Collection entries
┏━━

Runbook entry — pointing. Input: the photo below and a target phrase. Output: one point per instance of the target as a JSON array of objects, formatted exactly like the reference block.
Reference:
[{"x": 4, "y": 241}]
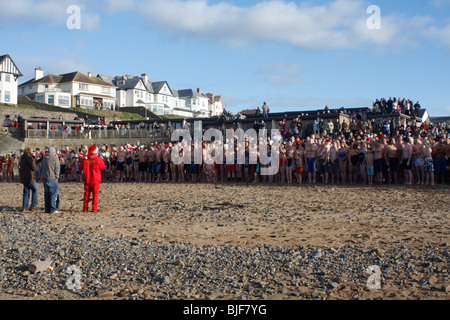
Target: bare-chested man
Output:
[
  {"x": 378, "y": 161},
  {"x": 143, "y": 163},
  {"x": 151, "y": 163},
  {"x": 391, "y": 159},
  {"x": 334, "y": 158},
  {"x": 418, "y": 160},
  {"x": 166, "y": 161},
  {"x": 299, "y": 158},
  {"x": 440, "y": 162},
  {"x": 406, "y": 159},
  {"x": 368, "y": 160},
  {"x": 428, "y": 163},
  {"x": 323, "y": 155},
  {"x": 311, "y": 150},
  {"x": 159, "y": 163},
  {"x": 121, "y": 157},
  {"x": 290, "y": 150}
]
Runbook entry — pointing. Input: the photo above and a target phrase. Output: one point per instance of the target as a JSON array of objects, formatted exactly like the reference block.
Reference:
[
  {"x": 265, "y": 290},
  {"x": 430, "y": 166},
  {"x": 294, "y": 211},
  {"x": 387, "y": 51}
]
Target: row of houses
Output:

┗━━

- [What to produce]
Gather each line from the entries above that includes the word "block".

- [Response box]
Runbook entry — pointing. Input: the photo below and a target phrase. Output: one point per instance of the target as a JSON array of objects, formatted exactly like the reference block.
Runbook entry — pointing. Input: the photo above and a target phrase. Output: one point per instance of the target as a JSON array of objects, formatted exactly like the reference block.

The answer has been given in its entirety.